Work to do:
Copy the data below verbatim, starting at its first line and stopping after the line that contains "[[597, 569]]".

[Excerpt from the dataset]
-- Begin --
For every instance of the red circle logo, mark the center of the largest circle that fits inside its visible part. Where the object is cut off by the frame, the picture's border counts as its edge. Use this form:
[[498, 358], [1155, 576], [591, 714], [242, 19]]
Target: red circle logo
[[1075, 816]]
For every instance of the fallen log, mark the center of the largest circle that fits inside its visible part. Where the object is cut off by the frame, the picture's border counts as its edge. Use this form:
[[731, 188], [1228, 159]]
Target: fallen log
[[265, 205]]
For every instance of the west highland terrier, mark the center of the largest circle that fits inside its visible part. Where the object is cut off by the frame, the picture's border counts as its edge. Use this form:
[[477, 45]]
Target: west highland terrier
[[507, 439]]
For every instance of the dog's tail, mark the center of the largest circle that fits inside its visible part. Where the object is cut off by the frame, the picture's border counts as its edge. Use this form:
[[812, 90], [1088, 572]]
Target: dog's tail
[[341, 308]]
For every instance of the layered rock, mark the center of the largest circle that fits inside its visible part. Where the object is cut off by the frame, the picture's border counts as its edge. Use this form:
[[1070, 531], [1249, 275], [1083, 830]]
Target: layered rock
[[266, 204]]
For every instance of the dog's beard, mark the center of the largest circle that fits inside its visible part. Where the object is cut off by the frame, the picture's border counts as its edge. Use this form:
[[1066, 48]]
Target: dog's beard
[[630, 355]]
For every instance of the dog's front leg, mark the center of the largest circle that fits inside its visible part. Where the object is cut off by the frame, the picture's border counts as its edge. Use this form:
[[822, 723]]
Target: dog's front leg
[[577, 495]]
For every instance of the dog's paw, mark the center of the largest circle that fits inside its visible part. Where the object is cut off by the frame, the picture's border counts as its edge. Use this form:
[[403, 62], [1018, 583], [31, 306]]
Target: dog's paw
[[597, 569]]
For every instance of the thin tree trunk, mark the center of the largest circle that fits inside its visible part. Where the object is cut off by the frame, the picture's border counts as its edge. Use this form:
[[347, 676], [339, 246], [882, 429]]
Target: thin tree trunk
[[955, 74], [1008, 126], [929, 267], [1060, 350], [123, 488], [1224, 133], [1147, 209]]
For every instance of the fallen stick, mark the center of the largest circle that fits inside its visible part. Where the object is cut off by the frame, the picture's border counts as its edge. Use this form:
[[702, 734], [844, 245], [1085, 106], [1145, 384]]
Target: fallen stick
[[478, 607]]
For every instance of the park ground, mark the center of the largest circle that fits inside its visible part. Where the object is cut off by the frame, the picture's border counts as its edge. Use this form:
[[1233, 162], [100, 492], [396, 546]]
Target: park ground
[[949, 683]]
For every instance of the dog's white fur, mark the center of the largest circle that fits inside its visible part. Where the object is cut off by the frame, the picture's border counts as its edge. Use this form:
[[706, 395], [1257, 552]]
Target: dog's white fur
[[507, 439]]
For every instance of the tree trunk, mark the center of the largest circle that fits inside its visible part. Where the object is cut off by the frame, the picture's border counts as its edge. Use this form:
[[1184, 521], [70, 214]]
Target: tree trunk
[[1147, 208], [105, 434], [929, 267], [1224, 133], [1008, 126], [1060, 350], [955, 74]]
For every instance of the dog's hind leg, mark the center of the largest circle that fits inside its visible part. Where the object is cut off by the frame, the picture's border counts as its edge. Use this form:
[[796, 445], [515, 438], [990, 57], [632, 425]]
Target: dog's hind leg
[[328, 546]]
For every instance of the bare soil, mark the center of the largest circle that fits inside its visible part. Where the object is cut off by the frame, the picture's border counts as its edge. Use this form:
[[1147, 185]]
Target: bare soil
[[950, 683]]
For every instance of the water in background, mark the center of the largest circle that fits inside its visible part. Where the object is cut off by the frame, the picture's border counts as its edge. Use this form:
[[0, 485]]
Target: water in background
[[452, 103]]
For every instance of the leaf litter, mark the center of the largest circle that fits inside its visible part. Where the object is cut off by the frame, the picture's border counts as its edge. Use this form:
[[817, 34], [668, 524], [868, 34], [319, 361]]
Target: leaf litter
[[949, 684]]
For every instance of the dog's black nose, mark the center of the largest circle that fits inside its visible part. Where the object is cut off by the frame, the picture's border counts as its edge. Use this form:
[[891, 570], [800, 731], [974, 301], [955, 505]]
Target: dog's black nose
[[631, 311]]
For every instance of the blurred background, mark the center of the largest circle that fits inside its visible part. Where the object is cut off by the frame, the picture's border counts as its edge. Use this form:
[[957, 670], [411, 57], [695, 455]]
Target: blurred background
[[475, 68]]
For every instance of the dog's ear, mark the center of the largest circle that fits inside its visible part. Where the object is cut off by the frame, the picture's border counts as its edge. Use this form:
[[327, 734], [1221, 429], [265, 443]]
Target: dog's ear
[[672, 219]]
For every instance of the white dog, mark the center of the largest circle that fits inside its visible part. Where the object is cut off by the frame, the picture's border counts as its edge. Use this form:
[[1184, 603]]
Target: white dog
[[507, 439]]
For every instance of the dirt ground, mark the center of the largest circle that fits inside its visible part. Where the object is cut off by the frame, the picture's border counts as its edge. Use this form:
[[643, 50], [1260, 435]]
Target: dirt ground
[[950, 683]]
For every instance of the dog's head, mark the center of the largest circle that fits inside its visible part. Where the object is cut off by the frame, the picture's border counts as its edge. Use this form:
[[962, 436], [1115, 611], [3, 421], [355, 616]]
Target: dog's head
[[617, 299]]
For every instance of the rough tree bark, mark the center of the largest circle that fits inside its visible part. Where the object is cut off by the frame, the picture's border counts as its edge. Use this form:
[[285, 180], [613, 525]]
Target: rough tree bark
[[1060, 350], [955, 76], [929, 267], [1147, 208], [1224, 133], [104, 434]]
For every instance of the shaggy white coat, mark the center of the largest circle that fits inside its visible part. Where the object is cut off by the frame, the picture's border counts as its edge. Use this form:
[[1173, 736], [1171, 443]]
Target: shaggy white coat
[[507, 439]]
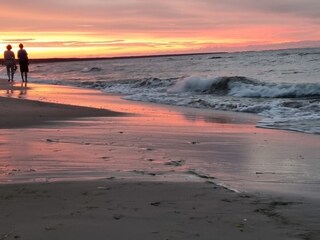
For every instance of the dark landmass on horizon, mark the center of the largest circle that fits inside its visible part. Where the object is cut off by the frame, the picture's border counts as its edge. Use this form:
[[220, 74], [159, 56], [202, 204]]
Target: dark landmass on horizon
[[48, 60], [74, 59]]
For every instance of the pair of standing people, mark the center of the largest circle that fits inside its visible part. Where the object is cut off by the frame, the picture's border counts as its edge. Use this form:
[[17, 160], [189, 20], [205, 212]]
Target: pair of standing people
[[9, 61]]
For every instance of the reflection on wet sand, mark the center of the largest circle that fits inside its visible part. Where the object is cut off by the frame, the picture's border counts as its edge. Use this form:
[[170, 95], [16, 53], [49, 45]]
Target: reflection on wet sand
[[14, 90]]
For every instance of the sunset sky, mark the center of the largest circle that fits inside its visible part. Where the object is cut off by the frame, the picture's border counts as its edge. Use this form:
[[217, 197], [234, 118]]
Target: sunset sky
[[108, 28]]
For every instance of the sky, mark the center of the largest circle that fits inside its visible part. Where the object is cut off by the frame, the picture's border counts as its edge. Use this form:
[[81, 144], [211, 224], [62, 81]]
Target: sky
[[112, 28]]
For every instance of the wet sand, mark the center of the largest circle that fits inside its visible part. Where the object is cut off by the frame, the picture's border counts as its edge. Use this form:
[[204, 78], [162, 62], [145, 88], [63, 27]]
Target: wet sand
[[137, 183]]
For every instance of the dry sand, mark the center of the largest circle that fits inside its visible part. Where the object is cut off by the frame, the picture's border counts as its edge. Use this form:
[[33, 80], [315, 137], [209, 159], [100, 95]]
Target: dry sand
[[127, 208]]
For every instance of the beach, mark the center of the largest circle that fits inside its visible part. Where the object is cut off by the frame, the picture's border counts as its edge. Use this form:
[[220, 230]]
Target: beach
[[76, 167]]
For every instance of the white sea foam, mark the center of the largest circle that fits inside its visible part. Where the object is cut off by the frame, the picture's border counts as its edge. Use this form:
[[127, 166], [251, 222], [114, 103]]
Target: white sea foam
[[281, 86]]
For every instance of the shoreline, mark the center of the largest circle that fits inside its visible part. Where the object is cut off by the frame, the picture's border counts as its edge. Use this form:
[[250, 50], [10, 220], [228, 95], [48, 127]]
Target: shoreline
[[145, 162]]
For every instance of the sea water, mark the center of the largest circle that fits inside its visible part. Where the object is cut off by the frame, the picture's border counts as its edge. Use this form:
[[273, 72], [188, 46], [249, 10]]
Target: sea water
[[282, 86]]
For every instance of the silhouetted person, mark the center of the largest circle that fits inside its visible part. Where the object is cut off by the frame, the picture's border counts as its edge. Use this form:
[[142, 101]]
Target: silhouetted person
[[23, 63], [9, 61]]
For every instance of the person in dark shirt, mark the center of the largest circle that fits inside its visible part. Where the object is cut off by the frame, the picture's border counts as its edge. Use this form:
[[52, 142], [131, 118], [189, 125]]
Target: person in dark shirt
[[23, 63], [9, 61]]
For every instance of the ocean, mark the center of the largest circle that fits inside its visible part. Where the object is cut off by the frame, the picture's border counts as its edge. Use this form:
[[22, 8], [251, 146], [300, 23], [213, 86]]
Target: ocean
[[281, 86]]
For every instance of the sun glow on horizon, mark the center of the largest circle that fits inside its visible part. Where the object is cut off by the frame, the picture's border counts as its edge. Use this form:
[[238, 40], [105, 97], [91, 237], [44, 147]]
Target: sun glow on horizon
[[86, 28]]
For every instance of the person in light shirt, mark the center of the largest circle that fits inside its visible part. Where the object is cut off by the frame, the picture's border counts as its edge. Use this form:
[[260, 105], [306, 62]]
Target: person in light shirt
[[9, 62], [23, 63]]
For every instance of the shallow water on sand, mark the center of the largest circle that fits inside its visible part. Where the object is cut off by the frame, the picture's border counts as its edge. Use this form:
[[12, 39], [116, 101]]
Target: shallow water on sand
[[160, 143]]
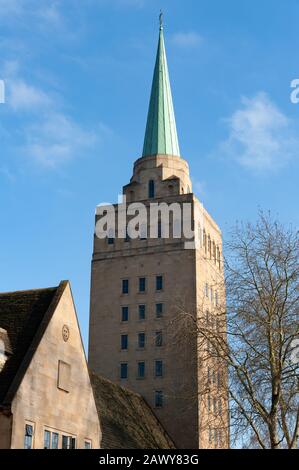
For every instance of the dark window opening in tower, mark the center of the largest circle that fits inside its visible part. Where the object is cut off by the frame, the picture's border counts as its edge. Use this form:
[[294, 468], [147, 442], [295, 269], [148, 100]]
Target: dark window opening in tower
[[151, 189]]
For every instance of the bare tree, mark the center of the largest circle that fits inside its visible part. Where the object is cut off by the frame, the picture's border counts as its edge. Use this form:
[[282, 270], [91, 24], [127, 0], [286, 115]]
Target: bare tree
[[254, 335]]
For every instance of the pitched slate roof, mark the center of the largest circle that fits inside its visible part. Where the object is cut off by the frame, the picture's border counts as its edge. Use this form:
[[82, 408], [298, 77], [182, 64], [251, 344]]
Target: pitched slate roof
[[161, 134], [126, 420], [25, 316]]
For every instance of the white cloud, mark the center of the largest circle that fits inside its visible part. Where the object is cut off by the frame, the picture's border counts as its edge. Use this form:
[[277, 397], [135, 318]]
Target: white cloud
[[7, 173], [50, 137], [260, 135], [22, 96], [187, 39], [56, 139], [199, 187]]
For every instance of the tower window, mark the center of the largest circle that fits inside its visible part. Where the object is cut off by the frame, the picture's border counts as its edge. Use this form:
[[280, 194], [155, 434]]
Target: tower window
[[159, 282], [159, 339], [151, 189], [125, 286], [141, 369], [142, 284], [141, 312], [141, 340], [47, 437], [158, 399], [159, 229], [207, 289], [159, 310], [124, 313], [28, 436], [158, 368], [124, 342], [124, 370]]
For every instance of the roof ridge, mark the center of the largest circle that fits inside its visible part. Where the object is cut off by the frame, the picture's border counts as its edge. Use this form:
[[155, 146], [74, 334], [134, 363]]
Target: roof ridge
[[30, 290]]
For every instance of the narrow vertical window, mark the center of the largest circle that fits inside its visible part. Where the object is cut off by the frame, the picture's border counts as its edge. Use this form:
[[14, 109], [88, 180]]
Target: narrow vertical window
[[28, 436], [124, 313], [47, 440], [124, 370], [158, 368], [151, 189], [141, 340], [142, 284], [141, 370], [159, 310], [158, 399], [159, 229], [159, 283], [55, 439], [124, 341], [141, 312], [125, 286], [159, 339], [207, 289]]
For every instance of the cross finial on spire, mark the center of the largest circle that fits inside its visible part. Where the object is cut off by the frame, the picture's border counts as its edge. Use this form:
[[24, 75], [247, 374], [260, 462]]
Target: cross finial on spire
[[161, 19]]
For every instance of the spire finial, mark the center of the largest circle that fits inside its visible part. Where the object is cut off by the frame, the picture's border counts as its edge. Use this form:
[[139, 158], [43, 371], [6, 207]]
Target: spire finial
[[161, 19], [161, 134]]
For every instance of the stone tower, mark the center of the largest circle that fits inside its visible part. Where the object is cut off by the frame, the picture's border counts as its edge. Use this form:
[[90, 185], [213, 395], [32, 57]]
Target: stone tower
[[140, 287]]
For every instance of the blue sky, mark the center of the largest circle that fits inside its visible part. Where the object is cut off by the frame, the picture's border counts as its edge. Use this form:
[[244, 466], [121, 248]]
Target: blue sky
[[78, 76]]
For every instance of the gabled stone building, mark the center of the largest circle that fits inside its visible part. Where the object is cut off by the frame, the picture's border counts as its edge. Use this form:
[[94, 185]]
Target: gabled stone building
[[46, 397], [138, 285]]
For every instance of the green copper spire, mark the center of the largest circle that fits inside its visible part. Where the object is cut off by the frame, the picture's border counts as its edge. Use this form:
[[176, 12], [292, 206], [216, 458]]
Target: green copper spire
[[161, 135]]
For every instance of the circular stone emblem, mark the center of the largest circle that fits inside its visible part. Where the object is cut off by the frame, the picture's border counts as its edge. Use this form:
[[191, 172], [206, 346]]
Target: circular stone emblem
[[65, 333]]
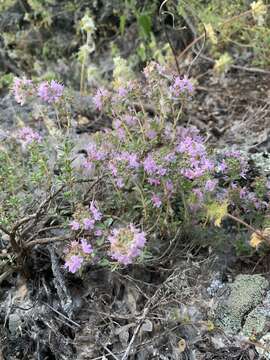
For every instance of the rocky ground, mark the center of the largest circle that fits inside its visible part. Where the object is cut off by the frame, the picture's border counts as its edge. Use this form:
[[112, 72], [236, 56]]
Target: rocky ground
[[201, 305]]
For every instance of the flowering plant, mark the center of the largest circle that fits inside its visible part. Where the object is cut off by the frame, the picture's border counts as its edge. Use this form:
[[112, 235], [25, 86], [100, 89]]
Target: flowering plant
[[149, 176]]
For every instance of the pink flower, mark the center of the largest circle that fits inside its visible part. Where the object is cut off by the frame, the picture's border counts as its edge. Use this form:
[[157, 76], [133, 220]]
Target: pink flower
[[153, 181], [95, 212], [75, 225], [156, 201], [74, 263], [50, 92], [100, 97], [22, 88], [28, 136], [210, 185], [120, 183], [181, 85], [150, 165], [86, 248], [88, 224], [126, 244]]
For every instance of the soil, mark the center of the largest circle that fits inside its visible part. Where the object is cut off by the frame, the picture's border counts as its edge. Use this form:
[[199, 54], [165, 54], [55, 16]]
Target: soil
[[161, 311]]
-- End --
Completed task:
For every instance of the red circle logo, mark the center of the largest circle that fits inside its visible part. Where the object is cut off by the frame, the picture's border counts as its edge. Use this form:
[[498, 358], [1155, 576], [591, 714], [242, 19]]
Target: red circle logo
[[1075, 816]]
For every instance of the fallen log, mark the center of the largest circle that fits inside its visible part. Where the object is cut off by the frame, the picture's border counts as its edge. Use this form:
[[731, 188], [1228, 159]]
Target: fallen log
[[265, 205]]
For every instance of the west highland terrier, mark the center of the largest circle that fits inside its visible part. Where the object is cut off by the frame, the picture's border counts as its edge. Use this form:
[[477, 45]]
Target: west highland terrier
[[507, 439]]
For every instance of the dog's tail, mark the center of the largest circle that fits inside its visible part. Where the object is cut off by the frame, the picture's border counts as its edge. Use this form:
[[812, 90], [1088, 572]]
Target: dog's tail
[[341, 308]]
For every instance of the layered rock, mark the center of the largest circle that fits inside its visible part. Where the object is cut off by the frame, the picture's border counts as its edge. Use this form:
[[1070, 531], [1249, 275], [1083, 830]]
Target: layered rock
[[266, 204]]
For every instance of the dog's beard, mark the center of the largest circle that fits inside its visible part. Where the object is cut off by the frame, the picture's border counts as its edge. Use this form:
[[1066, 48]]
Target: dog's beard
[[630, 355]]
For every instance of the dog's front leg, mark the center of the largest circle that fits inside its visible part. Where the object is cut off by the frame, the picture's border counts as its edge. Use this form:
[[822, 723]]
Target: dog's front leg
[[577, 495]]
For every instance of the dog's paw, mark the center of the largest circle that fits inside its visible part. Where the object is cut off by the frame, the picture's border counts as its edge. Use this form:
[[403, 62], [1018, 583], [31, 306]]
Target: dog's paw
[[597, 569]]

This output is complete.